--- start of Data for this exercise ---

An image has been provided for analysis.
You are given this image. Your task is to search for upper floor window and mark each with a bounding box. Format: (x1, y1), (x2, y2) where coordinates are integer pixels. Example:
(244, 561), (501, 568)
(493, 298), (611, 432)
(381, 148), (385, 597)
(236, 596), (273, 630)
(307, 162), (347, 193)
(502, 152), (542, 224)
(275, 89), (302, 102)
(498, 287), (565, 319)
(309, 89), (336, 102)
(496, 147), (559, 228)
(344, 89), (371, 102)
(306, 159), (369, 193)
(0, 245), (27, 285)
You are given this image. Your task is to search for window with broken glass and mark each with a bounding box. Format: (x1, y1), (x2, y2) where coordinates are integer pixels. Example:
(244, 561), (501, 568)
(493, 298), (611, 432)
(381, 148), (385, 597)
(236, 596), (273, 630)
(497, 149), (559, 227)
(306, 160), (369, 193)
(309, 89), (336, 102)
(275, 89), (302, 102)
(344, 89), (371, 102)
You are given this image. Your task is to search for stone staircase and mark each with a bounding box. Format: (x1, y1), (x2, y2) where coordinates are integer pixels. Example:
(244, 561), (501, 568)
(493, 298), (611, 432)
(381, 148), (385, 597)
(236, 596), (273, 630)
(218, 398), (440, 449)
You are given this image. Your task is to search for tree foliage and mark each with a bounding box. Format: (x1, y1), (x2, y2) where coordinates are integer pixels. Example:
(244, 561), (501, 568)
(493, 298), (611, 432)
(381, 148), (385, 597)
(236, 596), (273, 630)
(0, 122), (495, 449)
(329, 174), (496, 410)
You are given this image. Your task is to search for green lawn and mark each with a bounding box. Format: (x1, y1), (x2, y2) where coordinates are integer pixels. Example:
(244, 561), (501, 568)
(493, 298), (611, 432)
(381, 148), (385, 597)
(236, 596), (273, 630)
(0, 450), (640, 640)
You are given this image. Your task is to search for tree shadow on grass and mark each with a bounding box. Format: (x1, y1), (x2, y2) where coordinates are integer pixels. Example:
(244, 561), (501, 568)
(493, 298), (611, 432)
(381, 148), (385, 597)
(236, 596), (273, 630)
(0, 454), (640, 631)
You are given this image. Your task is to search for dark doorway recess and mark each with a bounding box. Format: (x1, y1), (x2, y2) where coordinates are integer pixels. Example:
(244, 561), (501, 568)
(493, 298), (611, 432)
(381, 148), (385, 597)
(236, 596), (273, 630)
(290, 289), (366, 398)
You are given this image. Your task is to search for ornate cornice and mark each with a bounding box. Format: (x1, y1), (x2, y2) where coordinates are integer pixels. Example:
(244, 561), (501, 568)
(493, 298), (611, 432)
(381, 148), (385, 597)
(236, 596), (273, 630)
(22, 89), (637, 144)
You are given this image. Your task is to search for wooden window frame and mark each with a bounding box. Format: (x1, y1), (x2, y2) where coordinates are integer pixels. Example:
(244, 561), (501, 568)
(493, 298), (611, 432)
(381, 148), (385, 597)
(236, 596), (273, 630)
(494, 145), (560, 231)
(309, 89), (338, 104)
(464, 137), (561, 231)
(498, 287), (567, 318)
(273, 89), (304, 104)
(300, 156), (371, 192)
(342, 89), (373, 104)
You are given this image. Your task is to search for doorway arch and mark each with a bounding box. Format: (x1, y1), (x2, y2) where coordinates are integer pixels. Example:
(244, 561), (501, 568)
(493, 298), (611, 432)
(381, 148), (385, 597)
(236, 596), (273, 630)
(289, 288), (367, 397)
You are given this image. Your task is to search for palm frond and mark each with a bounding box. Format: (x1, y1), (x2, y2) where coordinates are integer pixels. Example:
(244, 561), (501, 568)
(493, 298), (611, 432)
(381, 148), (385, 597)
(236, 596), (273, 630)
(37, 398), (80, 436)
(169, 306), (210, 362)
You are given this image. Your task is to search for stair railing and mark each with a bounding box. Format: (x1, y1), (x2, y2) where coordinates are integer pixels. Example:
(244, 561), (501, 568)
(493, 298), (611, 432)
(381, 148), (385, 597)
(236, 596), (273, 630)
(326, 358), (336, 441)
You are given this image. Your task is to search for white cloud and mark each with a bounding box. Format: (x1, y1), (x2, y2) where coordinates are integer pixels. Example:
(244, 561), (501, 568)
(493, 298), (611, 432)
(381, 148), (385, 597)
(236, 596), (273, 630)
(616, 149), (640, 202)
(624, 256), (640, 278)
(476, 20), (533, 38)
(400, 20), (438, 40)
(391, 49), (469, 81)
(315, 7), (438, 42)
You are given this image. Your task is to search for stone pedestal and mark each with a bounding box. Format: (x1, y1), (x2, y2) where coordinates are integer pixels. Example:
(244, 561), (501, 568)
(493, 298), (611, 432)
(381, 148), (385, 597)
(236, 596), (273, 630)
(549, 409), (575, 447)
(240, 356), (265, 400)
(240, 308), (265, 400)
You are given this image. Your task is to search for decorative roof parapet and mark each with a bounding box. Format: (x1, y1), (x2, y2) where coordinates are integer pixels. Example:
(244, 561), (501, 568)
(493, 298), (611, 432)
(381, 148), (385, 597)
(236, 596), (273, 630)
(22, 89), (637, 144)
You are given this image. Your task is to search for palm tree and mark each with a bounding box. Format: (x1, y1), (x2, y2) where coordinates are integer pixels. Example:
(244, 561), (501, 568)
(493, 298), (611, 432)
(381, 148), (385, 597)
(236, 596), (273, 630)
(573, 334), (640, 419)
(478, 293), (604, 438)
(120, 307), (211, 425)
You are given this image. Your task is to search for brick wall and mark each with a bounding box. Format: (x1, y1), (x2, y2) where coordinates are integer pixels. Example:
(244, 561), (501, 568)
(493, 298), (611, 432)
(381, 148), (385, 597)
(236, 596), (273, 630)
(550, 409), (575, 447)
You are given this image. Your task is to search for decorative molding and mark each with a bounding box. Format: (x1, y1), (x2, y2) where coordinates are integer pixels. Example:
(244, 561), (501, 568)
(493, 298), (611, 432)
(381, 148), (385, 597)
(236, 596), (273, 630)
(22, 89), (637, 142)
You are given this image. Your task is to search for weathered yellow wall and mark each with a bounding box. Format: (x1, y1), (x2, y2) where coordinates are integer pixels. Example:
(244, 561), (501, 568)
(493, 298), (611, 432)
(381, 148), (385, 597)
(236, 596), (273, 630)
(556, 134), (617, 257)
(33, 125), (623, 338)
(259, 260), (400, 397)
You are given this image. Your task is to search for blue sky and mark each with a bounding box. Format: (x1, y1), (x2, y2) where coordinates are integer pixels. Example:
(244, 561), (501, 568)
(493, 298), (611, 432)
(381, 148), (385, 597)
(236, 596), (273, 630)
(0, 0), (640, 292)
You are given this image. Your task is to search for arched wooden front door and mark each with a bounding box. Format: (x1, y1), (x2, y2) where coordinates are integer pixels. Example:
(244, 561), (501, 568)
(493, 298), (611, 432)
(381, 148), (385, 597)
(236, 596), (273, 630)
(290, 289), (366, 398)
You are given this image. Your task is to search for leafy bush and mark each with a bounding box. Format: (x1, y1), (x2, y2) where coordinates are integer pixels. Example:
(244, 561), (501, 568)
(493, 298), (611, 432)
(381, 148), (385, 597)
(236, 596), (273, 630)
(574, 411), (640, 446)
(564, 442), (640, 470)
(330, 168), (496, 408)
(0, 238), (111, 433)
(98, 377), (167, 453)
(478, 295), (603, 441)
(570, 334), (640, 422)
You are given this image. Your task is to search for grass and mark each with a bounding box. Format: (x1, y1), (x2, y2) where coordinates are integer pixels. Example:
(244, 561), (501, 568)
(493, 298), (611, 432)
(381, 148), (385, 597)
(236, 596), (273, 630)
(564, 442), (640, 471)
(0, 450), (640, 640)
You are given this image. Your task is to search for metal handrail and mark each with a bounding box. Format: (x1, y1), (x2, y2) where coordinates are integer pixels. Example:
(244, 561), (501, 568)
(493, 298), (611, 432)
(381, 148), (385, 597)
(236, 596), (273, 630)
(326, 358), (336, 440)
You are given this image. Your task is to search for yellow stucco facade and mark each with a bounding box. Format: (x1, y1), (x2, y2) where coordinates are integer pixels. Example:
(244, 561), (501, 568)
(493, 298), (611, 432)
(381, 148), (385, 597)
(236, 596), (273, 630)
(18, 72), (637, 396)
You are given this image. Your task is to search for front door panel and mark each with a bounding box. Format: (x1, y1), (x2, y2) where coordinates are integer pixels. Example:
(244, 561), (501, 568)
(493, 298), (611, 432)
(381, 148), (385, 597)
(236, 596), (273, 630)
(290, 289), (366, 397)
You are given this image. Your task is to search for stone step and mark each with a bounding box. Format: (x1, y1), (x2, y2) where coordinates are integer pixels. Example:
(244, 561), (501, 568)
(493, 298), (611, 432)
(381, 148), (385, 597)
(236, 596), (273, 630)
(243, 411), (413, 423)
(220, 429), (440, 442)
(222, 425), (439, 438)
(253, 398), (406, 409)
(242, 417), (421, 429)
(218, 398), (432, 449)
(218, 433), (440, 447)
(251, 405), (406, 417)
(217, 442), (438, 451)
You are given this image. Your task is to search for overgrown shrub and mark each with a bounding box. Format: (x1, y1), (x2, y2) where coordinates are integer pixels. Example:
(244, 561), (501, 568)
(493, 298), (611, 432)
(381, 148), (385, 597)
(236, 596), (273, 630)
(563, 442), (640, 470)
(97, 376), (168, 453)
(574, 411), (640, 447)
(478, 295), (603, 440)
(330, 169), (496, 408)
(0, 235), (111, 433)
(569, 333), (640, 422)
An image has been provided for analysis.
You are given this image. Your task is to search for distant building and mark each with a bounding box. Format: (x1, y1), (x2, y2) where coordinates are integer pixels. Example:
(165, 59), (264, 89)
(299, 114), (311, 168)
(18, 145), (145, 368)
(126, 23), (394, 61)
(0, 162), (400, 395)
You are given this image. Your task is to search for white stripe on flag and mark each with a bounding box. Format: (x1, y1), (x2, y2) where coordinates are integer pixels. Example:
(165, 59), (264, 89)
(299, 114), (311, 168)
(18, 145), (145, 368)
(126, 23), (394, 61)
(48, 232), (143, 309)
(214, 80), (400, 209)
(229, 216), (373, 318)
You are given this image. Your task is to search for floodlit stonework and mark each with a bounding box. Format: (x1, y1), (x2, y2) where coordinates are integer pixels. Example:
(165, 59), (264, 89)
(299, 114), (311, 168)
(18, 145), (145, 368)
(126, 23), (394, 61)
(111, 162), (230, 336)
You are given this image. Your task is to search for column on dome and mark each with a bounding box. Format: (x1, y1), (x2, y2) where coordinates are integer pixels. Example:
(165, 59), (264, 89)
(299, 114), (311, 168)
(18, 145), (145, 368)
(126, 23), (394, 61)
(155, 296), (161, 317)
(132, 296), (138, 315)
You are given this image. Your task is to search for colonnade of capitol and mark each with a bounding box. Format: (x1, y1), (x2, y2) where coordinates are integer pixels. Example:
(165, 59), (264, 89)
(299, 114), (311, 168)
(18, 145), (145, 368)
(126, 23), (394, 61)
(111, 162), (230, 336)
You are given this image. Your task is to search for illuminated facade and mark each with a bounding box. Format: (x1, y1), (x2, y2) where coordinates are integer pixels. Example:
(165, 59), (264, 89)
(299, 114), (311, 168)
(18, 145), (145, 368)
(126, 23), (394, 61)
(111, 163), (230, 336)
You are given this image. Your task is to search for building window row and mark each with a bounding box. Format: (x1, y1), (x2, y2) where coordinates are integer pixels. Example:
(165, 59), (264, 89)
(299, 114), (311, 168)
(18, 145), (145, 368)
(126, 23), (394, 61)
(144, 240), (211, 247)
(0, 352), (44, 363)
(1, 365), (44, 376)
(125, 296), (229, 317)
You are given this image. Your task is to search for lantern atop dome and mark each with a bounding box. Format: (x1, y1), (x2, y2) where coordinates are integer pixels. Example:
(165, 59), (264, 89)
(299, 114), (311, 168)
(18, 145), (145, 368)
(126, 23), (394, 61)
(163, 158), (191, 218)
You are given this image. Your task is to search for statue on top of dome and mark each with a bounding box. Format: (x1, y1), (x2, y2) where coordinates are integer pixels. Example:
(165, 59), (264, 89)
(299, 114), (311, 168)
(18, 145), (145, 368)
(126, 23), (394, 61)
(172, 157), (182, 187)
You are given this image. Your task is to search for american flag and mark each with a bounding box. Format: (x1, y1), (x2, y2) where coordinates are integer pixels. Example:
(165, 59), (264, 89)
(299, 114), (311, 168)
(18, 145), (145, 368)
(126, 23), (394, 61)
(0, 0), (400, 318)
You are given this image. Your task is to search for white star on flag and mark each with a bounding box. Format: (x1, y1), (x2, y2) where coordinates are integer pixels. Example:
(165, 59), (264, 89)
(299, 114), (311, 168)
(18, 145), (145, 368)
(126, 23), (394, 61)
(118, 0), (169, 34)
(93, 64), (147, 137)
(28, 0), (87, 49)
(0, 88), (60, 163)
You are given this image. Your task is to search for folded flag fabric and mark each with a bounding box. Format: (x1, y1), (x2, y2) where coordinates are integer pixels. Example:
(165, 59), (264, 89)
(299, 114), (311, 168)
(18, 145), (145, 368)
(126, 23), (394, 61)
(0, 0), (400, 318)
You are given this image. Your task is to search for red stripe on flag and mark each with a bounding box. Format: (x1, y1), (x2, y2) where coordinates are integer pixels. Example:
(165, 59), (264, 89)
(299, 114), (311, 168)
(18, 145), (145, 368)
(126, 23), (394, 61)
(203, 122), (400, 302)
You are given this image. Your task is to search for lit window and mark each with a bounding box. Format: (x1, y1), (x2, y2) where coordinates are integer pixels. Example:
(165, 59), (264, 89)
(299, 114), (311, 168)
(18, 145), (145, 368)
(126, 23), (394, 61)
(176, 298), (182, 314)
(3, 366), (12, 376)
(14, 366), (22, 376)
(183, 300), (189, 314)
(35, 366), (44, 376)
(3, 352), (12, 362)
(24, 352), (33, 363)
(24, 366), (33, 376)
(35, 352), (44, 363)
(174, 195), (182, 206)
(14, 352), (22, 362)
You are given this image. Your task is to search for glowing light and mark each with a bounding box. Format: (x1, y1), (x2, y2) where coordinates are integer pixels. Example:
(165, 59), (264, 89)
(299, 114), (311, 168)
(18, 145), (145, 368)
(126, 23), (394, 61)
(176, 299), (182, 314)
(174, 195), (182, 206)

--- end of Data for this exercise ---

Job> Please copy out everything in the material from the line containing "for stone step" down to the line containing "(220, 429), (440, 442)", keeping every request line unchanged. Rescale only the bounding-box coordinates in the answers by multiplying each by 2.05 and rounding to the nearest whole number, with halves rounded up.

Written answer>
You are given this image. Your task is to search for stone step and mark each with a bounding box. Format: (x1, y1), (x2, y2) where coordinates are integer pixels. Example:
(244, 561), (501, 568)
(493, 298), (611, 432)
(381, 148), (385, 597)
(236, 596), (273, 630)
(498, 843), (847, 867)
(451, 879), (902, 906)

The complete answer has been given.